[start of Information shown]
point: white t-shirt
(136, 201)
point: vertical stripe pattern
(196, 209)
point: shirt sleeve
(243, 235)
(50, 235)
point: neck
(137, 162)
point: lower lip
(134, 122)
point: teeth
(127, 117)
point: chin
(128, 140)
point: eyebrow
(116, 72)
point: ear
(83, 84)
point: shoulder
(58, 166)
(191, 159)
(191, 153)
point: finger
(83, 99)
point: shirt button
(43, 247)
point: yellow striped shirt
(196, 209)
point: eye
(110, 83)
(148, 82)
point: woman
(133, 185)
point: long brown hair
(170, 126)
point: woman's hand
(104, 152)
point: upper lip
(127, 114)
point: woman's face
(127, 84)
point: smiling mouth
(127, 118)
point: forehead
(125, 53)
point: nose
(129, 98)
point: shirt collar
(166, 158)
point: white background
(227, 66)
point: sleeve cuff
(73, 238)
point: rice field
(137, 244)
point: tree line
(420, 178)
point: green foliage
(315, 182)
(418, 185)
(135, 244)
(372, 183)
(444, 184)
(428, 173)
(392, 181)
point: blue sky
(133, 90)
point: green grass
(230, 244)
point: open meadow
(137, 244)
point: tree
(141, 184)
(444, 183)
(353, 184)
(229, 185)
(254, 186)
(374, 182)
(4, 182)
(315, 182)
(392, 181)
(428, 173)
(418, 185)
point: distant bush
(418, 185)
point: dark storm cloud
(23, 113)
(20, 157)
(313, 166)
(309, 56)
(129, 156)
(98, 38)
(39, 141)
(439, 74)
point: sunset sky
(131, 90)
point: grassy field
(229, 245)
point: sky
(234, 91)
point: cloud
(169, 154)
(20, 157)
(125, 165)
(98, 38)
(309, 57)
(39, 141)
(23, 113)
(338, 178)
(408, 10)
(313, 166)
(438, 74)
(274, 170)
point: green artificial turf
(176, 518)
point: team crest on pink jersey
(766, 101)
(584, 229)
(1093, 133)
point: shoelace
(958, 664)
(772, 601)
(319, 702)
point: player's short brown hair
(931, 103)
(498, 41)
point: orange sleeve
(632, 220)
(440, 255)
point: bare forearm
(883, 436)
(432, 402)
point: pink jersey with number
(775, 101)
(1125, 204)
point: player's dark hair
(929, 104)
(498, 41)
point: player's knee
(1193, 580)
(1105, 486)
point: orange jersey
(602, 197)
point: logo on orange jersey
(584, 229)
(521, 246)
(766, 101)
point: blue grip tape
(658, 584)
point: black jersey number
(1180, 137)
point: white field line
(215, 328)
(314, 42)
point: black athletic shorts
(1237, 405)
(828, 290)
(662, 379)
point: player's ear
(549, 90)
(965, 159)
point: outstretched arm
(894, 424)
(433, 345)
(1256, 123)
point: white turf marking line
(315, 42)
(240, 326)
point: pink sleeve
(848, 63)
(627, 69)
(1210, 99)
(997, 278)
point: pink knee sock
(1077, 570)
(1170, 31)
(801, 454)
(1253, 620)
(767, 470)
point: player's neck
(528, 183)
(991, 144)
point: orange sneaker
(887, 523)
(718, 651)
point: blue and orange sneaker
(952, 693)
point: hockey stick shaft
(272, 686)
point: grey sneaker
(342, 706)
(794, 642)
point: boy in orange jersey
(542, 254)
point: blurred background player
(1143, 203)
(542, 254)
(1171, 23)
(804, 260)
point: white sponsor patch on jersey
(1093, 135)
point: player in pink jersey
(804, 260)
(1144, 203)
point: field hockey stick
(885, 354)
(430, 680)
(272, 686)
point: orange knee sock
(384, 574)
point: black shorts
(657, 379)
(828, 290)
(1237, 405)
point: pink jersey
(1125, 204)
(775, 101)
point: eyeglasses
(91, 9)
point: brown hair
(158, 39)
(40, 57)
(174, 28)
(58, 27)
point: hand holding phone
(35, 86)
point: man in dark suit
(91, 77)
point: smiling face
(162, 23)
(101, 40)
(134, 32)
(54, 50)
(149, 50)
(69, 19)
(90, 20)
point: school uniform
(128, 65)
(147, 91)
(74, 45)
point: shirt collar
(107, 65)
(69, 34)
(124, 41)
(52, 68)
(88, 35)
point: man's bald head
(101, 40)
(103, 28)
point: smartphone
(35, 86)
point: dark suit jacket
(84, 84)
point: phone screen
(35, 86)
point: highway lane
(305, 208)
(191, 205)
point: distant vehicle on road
[end of Information shown]
Task brief:
Starting at the line that contains "point: hand holding phone" and ending at the last line of the items, write every line out again, adding 40 to each coordinate in the answers and leaving the other lines unchanged.

Written solution:
point: hand holding phone
(75, 126)
point: man in dark suit
(131, 117)
point: smiling face
(202, 63)
(141, 80)
(174, 72)
(94, 90)
(189, 90)
(109, 59)
(130, 60)
point: school uniform
(168, 105)
(187, 131)
(114, 85)
point: shirt collar
(147, 105)
(109, 74)
(164, 81)
(92, 108)
(128, 75)
point: man's bald head
(141, 80)
(143, 68)
point: smartphone
(75, 126)
point: dark suit jacket
(124, 124)
point: phone screen
(75, 126)
point: highway lane
(345, 248)
(231, 245)
point: distant vehicle on road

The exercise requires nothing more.